Coordinate labeling data
____
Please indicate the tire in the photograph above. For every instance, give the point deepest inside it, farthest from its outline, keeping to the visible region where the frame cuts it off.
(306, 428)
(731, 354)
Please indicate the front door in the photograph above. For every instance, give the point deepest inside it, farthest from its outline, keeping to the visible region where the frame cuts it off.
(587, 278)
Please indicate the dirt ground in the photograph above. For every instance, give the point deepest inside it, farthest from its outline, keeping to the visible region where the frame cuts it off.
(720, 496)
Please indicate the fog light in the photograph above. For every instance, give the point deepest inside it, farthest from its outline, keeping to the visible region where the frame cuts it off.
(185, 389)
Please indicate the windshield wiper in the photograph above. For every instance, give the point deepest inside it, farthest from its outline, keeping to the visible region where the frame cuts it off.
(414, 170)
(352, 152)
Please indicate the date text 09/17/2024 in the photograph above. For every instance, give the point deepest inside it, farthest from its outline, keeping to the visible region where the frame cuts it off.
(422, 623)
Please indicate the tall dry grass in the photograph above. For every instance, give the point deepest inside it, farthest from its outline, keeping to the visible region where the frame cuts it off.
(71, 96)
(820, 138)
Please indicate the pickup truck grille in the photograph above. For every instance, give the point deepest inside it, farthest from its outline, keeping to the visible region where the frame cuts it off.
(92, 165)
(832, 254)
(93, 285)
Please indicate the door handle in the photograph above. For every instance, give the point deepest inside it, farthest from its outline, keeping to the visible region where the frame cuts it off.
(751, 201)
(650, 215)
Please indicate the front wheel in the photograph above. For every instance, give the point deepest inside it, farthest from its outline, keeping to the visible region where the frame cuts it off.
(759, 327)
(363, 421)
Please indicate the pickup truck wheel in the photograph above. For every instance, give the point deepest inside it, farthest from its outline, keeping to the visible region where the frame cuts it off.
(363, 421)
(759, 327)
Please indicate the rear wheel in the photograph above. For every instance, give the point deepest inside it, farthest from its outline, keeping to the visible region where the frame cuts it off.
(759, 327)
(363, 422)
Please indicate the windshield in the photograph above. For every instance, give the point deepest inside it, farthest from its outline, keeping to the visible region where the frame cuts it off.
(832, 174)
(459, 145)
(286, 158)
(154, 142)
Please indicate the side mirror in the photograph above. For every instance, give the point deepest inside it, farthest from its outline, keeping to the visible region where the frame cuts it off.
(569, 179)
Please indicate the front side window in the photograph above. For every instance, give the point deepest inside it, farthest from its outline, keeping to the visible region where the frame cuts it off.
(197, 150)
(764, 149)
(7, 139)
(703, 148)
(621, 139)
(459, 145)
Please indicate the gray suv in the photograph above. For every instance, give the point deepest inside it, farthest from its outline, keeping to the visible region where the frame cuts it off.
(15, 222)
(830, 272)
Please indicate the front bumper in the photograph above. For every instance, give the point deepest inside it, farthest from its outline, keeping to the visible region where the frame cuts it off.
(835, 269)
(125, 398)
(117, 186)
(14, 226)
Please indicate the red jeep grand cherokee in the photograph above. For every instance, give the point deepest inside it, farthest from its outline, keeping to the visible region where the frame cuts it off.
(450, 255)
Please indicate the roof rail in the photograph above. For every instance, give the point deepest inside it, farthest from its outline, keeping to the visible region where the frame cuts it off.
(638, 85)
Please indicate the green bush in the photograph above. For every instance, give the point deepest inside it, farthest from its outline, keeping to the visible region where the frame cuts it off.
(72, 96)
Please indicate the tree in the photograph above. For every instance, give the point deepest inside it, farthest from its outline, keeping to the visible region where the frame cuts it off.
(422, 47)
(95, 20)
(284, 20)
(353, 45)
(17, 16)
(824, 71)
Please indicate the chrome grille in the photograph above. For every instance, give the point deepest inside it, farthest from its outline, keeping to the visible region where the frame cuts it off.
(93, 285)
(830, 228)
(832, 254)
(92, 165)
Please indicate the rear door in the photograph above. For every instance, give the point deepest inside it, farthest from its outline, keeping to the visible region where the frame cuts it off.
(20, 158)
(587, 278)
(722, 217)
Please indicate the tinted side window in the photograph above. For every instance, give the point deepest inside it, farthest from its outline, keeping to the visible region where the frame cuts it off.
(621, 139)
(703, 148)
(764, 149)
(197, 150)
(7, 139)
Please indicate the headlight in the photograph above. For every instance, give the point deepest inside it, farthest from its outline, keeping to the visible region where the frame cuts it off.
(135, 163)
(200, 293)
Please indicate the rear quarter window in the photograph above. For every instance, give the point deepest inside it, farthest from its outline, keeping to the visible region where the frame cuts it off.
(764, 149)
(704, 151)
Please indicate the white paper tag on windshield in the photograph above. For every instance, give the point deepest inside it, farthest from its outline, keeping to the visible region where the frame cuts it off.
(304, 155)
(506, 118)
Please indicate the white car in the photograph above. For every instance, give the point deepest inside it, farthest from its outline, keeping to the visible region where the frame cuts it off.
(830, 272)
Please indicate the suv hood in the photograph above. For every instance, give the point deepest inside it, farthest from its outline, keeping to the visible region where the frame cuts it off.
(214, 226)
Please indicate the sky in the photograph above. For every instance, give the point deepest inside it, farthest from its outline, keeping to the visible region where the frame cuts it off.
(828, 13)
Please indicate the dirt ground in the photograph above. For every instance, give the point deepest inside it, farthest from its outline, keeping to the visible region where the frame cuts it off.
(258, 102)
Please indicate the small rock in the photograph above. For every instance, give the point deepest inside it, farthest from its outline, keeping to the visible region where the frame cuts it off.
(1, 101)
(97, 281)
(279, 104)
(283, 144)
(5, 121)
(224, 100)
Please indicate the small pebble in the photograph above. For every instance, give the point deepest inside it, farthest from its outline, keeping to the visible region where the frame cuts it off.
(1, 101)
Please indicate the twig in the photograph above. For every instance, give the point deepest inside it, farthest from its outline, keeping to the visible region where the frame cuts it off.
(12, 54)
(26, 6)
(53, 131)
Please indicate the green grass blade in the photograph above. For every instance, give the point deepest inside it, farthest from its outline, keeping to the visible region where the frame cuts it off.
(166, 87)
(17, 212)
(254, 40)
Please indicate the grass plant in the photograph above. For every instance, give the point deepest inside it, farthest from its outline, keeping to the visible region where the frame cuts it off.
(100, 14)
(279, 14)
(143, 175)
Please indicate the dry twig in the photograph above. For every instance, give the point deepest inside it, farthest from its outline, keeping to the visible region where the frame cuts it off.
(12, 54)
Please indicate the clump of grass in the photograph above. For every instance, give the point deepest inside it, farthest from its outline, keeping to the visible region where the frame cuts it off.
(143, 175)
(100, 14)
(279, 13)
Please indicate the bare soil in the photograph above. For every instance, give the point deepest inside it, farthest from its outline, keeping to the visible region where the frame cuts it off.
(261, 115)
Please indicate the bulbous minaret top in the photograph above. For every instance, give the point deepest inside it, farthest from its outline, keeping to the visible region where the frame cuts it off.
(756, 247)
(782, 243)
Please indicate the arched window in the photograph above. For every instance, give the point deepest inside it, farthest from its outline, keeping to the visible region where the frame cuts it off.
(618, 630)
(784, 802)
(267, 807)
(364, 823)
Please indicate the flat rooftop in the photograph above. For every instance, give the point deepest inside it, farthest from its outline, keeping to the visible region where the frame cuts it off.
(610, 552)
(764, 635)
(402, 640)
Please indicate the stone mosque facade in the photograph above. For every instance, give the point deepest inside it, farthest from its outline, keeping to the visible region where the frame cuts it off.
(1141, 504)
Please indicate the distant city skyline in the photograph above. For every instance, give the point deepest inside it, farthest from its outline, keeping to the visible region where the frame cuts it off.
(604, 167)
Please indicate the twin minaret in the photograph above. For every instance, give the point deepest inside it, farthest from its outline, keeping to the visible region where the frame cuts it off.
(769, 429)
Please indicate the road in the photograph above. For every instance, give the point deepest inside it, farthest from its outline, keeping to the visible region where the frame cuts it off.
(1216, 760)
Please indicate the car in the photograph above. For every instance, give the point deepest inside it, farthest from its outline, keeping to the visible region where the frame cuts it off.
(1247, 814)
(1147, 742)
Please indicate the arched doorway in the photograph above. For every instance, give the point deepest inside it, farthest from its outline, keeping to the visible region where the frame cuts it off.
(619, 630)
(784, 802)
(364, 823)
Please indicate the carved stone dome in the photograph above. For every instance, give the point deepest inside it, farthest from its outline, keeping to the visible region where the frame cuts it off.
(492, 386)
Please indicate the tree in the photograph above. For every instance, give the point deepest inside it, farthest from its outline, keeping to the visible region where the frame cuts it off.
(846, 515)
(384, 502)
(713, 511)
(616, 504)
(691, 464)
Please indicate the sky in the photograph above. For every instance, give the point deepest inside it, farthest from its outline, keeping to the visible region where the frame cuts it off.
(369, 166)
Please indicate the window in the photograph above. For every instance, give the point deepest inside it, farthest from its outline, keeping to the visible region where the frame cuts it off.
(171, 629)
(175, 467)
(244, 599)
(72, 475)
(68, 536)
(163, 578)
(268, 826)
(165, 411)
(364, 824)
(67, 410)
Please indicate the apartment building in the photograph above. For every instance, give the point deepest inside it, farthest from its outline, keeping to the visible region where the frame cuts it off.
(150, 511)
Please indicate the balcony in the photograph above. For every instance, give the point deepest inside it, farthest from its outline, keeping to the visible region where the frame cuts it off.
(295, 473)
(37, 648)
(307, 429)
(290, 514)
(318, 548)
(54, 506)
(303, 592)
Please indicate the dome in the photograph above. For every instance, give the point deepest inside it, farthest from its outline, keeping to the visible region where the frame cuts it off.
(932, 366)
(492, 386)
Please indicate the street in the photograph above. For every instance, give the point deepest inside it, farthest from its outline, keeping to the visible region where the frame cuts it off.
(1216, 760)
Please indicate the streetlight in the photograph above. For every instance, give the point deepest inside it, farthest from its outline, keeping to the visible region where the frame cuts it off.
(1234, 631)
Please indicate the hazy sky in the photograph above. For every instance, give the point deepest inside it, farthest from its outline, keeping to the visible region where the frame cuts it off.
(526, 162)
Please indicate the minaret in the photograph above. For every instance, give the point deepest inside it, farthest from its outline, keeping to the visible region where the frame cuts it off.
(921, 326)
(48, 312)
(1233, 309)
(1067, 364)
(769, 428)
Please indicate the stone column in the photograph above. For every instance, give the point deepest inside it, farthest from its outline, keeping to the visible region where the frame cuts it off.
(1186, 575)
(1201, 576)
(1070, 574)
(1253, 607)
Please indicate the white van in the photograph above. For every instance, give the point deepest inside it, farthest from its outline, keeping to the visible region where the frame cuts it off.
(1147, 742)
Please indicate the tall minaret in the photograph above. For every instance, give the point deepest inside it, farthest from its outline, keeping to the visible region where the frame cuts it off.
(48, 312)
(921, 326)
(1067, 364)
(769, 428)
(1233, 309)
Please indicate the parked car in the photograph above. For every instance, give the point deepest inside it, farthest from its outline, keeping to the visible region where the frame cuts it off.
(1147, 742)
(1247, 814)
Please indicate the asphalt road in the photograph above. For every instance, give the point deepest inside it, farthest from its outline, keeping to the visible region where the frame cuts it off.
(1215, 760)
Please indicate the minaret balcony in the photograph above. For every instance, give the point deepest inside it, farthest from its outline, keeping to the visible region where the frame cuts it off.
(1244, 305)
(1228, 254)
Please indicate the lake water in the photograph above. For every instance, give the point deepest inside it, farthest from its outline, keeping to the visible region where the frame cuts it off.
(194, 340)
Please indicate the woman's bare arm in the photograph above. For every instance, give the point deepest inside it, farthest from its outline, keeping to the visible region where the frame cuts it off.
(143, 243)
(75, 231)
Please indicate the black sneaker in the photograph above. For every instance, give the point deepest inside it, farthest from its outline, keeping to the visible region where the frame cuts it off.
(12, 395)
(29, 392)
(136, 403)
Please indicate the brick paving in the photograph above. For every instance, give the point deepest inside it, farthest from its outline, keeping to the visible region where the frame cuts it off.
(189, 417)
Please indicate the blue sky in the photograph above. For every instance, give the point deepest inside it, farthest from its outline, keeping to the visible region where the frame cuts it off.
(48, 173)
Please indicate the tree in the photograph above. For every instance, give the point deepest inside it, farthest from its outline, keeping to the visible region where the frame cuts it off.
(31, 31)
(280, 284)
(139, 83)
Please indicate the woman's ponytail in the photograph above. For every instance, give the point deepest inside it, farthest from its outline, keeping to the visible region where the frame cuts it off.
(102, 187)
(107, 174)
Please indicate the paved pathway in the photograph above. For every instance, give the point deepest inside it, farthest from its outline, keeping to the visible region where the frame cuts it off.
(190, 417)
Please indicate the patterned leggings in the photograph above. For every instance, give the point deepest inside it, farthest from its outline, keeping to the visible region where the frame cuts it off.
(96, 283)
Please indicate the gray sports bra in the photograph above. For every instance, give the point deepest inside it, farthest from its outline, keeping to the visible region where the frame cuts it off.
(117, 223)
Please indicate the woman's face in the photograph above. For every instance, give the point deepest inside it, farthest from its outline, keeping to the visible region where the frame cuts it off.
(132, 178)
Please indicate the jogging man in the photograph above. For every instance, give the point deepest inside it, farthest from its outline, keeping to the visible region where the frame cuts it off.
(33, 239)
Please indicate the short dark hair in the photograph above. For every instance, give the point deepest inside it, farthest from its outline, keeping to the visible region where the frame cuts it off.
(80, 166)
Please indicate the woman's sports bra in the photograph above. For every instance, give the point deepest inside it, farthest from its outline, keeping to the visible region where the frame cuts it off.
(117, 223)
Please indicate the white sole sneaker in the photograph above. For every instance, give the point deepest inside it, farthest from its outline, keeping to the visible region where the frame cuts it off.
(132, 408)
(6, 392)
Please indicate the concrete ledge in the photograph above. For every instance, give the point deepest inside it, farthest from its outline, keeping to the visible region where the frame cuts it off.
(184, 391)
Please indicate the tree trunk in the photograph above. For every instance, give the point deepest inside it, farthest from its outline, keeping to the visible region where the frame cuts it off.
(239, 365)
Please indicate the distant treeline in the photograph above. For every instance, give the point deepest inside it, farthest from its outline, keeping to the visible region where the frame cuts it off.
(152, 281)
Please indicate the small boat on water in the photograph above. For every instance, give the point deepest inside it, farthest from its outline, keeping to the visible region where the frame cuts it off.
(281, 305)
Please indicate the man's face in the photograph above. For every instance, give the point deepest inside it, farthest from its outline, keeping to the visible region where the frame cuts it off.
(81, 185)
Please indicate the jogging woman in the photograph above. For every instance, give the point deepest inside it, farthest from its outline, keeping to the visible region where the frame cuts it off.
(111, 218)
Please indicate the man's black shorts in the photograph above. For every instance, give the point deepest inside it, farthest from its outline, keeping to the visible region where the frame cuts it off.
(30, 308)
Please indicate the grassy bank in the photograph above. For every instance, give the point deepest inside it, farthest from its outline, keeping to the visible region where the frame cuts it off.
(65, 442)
____
Your instructions:
Repeat only the stretch of lines that opens with the line containing "Please indicate the jogging woman" and closes with the final line of the entries, both included, exactly as written.

Response to this exercise:
Please indicate the jogging woman in the photograph above. For every instance, give the point deepest inside it, farthest from its outline, keeping to the visible region where the frame cuts it off.
(111, 218)
Please indicate the man's black shorts in the photograph above. For every instance, give the point deepest inside it, farthest from its outline, keeping to the visible region where the frame cuts it off.
(30, 308)
Please indicate the grassy bank in the photograph above. For every instance, give the point deepest inside it, farthest from its outline, keeping to the visible region where the frame cuts it off.
(65, 442)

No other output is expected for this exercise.